### PROVIDED TEXT

Wentworth is put more in the position of a jilted woman from one of Austen’s other books. In fact, he makes me think of Jane Bennet.

What?

Yes.  Jane the same age and beautiful and full of all the best qualities in a female. Yet, I am thinking of something more. I recall what Elizabeth says of Jane’s ability to see the best in everybody.

“I would not wish to be hasty in censuring anyone; but I always speak what I think.”

“I know you do; and it is that which makes the wonder. With your good sense, to be so honestly blind to the follies and nonsense of others! Affectation of candour is common enough—one meets with it everywhere. But to be candid without ostentation or design—to take the good of everybody’s character and make it still better, and say nothing of the bad—belongs to you alone. And so you like this man’s sisters, too, do you? Their manners are not equal to his.”

######
### DATASET RECORDS

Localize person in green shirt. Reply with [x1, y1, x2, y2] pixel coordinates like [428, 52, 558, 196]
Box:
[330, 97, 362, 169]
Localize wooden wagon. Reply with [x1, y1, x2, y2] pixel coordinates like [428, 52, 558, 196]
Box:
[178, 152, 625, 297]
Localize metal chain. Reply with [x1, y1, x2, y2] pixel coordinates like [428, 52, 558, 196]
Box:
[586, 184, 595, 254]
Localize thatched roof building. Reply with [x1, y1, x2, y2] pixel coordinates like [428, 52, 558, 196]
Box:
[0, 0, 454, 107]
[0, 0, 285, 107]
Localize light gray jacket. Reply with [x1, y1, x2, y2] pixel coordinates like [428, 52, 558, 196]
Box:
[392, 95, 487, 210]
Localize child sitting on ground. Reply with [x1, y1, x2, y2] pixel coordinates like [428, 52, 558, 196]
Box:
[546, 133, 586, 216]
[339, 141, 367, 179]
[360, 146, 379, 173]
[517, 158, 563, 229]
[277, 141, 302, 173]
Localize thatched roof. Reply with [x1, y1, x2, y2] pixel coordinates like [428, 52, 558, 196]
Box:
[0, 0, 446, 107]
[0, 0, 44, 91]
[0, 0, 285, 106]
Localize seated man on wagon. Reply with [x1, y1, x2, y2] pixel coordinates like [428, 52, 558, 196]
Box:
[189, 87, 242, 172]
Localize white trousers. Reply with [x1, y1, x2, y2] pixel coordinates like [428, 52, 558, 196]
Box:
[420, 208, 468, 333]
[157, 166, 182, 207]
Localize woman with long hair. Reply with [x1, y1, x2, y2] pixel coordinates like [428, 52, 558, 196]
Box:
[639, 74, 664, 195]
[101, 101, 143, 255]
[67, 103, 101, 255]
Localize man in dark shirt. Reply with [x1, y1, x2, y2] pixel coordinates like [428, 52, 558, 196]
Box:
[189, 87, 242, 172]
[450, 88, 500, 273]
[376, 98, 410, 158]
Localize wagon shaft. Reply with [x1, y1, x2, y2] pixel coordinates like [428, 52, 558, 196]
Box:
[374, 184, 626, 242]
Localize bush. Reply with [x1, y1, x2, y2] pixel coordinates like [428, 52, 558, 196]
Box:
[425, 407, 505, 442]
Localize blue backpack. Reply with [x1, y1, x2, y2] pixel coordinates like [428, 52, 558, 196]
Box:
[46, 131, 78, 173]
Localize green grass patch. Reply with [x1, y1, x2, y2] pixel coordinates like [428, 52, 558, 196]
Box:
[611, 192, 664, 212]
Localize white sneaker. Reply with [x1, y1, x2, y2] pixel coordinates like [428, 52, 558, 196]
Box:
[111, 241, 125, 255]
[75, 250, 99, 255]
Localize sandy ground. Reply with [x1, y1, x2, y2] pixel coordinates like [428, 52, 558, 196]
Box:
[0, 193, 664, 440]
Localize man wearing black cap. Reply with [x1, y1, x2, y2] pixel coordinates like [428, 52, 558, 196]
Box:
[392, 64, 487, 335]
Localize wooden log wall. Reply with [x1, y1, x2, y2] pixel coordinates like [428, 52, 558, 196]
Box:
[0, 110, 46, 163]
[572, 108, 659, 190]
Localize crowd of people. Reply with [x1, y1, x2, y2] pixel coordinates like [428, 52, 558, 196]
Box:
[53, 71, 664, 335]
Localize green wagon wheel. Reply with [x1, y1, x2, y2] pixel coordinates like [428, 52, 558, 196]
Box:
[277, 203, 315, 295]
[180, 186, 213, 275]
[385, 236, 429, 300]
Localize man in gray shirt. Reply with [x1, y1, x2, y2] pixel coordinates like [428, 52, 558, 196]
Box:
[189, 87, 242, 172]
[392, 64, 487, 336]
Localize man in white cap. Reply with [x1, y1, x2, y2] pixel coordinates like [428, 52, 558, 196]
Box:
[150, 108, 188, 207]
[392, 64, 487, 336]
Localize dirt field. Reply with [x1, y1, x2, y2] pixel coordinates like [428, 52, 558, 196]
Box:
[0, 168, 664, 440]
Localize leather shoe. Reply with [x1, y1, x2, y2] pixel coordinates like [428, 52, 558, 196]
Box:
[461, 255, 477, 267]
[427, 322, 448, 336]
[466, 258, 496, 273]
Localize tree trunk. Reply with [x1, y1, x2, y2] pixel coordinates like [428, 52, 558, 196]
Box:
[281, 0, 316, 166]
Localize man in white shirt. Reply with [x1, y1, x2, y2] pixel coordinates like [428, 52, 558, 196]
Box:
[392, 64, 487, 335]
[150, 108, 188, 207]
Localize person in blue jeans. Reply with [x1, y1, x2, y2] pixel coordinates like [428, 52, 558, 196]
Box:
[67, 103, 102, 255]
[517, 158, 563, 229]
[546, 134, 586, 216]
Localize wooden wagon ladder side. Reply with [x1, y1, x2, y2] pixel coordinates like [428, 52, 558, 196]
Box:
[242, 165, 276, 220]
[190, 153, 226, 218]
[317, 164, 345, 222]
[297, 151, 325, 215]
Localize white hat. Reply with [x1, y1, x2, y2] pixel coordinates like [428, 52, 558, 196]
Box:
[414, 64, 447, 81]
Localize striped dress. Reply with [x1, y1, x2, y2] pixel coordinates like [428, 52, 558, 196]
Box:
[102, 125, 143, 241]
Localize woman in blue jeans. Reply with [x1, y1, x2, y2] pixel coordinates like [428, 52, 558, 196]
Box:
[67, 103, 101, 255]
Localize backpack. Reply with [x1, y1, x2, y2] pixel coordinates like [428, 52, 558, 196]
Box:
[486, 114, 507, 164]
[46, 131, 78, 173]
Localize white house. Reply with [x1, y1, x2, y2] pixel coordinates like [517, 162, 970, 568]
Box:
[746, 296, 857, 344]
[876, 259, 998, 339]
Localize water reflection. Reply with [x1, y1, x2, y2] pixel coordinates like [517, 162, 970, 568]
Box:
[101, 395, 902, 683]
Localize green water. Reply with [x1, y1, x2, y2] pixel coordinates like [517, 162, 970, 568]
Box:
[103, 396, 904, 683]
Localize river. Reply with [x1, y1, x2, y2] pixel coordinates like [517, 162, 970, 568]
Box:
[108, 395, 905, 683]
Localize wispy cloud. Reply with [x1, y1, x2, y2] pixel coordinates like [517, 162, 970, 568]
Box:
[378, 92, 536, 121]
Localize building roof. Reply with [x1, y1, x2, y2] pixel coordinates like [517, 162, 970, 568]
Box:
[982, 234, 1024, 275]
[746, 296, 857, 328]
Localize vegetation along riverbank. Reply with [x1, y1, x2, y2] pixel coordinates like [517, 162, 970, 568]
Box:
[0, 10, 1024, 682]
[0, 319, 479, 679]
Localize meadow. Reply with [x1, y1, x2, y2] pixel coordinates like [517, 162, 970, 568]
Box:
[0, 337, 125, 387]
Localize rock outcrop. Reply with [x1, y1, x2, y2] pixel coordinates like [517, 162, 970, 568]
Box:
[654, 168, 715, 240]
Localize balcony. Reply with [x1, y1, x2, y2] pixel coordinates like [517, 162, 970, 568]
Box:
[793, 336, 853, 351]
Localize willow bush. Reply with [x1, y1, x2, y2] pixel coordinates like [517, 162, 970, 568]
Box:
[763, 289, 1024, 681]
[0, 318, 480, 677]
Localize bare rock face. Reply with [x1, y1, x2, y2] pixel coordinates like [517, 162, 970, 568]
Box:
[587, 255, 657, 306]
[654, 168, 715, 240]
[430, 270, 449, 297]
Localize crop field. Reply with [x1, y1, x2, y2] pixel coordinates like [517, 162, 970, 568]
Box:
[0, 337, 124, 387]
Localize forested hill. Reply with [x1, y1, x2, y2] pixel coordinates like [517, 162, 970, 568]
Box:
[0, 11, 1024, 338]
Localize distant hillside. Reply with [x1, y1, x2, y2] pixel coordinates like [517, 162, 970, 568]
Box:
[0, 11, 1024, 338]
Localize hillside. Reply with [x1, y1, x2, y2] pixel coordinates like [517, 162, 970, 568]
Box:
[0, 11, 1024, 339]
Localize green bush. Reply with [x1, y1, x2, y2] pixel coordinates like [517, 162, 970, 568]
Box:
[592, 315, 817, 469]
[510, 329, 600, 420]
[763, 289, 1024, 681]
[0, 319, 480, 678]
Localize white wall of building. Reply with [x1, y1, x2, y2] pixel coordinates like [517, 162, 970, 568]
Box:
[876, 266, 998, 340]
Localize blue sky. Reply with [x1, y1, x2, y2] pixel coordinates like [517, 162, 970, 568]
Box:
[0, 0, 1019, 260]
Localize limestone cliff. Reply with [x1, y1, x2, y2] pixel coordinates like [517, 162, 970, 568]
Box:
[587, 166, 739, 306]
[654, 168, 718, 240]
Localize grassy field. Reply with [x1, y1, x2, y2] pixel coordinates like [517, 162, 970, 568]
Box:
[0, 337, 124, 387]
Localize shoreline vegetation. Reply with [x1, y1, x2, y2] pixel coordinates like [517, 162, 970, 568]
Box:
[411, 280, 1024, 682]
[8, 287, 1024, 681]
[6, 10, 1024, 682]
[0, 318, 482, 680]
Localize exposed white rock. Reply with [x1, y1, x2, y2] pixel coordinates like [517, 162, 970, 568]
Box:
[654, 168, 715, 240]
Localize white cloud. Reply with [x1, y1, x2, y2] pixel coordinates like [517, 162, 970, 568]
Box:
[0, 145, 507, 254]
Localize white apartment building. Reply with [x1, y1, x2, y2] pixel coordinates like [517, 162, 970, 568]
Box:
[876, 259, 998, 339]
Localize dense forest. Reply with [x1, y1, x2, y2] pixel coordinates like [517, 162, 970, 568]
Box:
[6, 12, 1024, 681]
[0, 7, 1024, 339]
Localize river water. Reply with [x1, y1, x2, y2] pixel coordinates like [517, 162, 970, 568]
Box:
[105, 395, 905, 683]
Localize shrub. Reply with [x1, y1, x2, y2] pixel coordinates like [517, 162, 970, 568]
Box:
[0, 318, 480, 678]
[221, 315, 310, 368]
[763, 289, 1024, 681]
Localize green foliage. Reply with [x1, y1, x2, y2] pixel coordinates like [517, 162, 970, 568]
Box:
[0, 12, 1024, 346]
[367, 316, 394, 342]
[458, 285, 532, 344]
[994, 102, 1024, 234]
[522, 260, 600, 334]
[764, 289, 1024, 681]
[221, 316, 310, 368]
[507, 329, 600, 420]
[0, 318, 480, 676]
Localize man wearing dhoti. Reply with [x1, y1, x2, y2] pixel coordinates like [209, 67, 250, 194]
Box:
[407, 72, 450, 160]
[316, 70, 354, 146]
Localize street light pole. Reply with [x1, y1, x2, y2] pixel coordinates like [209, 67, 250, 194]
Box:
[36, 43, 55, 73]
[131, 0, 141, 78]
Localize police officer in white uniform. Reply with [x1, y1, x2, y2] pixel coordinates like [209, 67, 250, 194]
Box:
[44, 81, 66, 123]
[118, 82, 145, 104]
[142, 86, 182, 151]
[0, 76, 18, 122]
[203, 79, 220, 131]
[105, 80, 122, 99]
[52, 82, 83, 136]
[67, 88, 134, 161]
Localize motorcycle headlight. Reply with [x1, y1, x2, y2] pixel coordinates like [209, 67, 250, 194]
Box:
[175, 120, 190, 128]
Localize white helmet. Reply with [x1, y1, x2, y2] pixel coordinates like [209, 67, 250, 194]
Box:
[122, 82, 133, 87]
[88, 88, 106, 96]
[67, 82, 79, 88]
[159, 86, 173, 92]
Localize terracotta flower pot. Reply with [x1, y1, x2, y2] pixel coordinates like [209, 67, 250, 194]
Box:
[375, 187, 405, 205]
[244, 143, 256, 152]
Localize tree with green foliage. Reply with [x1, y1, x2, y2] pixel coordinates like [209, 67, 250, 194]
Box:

######

■ **GIVEN INSTRUCTION**
In the passage on Wentworth and Jane Bennet, why does Elizabeth call it a wonder that Jane always speaks what she thinks? Answer in one to three sentences. The data on this page were taken from a different source than the text.

■ **EXPECTED ANSWER**
Elizabeth calls it a wonder because Jane has good sense and yet is so honestly blind to the follies and nonsense of others. Jane takes the good of everybody's character, makes it still better, and says nothing of the bad, without any show or design.